● **Set task**
Please copy the records word for word, starting with the line that contains "arch with a single marker." and ending with the last line of the records, inclusive.

[Entries for pointing and labeling]
• • •
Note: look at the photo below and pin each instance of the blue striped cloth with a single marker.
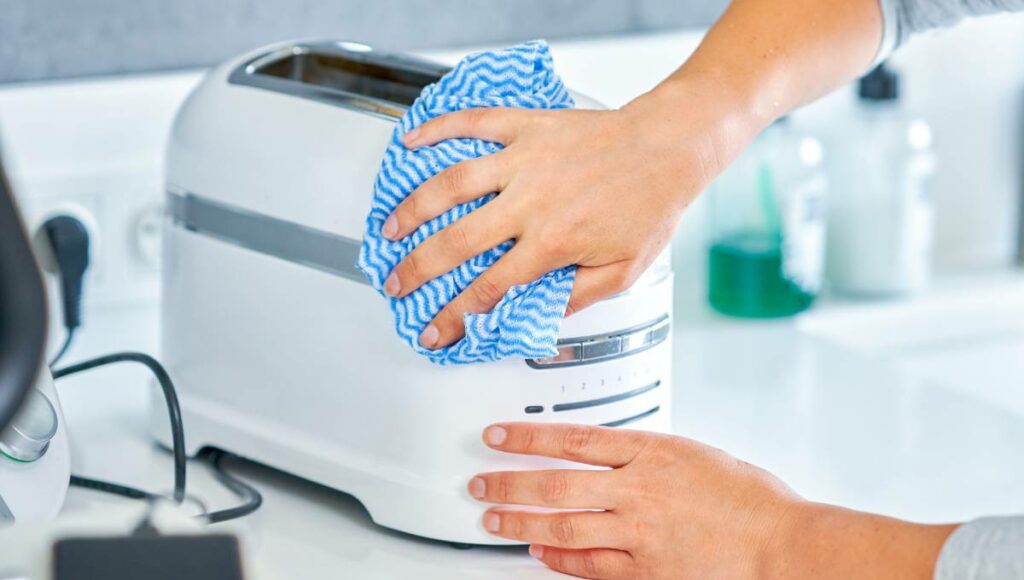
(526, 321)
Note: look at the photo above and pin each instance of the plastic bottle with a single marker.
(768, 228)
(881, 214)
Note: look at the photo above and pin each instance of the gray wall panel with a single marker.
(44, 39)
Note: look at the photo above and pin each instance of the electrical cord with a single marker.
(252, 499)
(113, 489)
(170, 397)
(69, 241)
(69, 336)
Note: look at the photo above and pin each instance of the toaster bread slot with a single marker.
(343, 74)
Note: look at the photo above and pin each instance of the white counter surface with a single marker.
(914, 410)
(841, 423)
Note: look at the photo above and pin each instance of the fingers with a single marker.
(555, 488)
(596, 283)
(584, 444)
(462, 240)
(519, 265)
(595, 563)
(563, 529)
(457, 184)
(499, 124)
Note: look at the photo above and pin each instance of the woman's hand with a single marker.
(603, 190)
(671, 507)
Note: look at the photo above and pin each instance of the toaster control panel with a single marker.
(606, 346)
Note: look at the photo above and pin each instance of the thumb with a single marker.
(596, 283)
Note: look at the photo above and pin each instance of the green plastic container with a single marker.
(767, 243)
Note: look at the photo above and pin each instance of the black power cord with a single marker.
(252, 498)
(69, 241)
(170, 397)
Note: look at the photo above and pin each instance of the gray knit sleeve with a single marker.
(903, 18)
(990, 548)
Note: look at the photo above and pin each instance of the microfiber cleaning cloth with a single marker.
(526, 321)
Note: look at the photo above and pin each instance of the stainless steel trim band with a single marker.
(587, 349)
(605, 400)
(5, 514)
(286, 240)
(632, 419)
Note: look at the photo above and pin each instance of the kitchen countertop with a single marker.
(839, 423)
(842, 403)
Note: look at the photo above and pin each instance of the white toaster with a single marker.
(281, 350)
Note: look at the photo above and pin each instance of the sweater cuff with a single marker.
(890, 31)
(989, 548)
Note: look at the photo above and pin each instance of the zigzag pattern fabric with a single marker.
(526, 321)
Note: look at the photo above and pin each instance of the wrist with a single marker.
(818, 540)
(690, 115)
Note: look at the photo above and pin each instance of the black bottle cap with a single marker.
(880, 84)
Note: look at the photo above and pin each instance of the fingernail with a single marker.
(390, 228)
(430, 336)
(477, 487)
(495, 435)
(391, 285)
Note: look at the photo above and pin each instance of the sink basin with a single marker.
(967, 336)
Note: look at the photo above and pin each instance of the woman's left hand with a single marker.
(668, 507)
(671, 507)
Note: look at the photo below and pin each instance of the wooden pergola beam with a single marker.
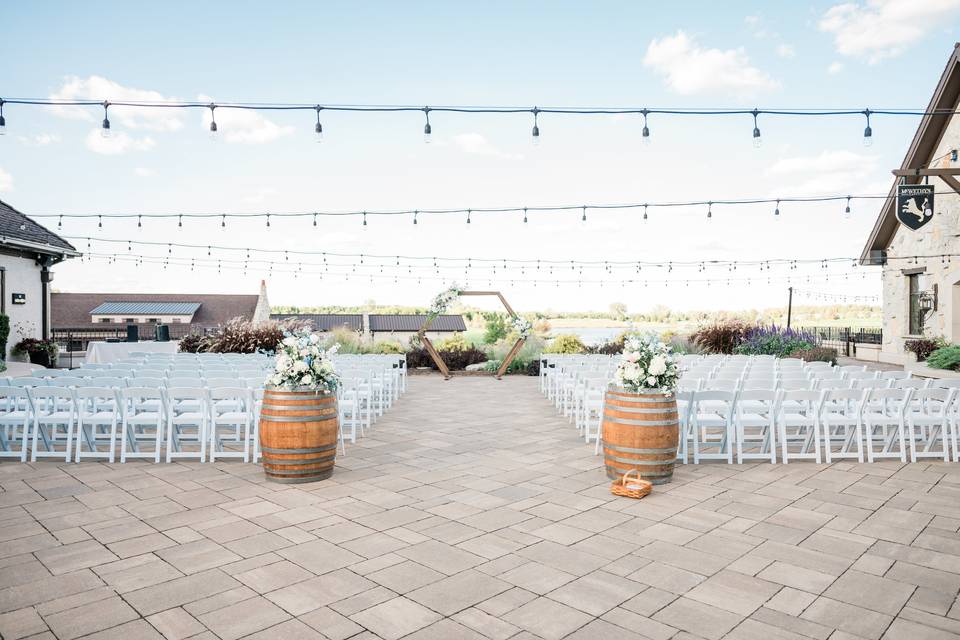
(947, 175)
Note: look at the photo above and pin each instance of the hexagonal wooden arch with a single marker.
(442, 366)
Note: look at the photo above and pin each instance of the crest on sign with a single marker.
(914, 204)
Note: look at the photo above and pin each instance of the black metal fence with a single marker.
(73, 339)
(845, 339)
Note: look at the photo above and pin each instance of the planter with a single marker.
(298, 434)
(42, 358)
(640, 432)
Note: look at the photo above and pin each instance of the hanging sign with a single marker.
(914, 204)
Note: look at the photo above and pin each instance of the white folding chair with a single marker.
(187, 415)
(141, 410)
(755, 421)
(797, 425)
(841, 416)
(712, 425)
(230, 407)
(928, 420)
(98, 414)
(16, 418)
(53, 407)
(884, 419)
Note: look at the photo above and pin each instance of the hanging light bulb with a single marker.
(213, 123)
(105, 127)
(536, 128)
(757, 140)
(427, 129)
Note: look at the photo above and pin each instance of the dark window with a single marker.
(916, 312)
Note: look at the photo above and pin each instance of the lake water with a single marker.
• • •
● **Task output**
Note: look at the photo above and pin each instance of the hexagonal wooden arch with a single marker.
(442, 366)
Note: look at the photo above and pin each instance of the crest on sign with a single marker.
(914, 204)
Note: look at the photo above and pin each instance of the black metal fence with a single marker.
(73, 339)
(845, 339)
Note: look at the photo above and pin each instance of the planter with a single marker.
(298, 434)
(42, 358)
(640, 432)
Note: look at the photo above and pin each instance of the hanging sign with a single marker.
(914, 204)
Note: look at the photo above and pin each instance of the white folding chair with a single marker.
(187, 415)
(141, 410)
(755, 421)
(797, 425)
(841, 416)
(712, 425)
(230, 407)
(928, 420)
(98, 414)
(16, 418)
(53, 407)
(884, 419)
Note: look at the photo above and pin each instance of the hanging light bulb with a single marker.
(213, 123)
(105, 127)
(536, 128)
(757, 140)
(427, 129)
Note: look at the photo above and pin each instance of the dark window with a single marker.
(916, 312)
Note: look at the photo above and pin each instance of the lake water with a single marker.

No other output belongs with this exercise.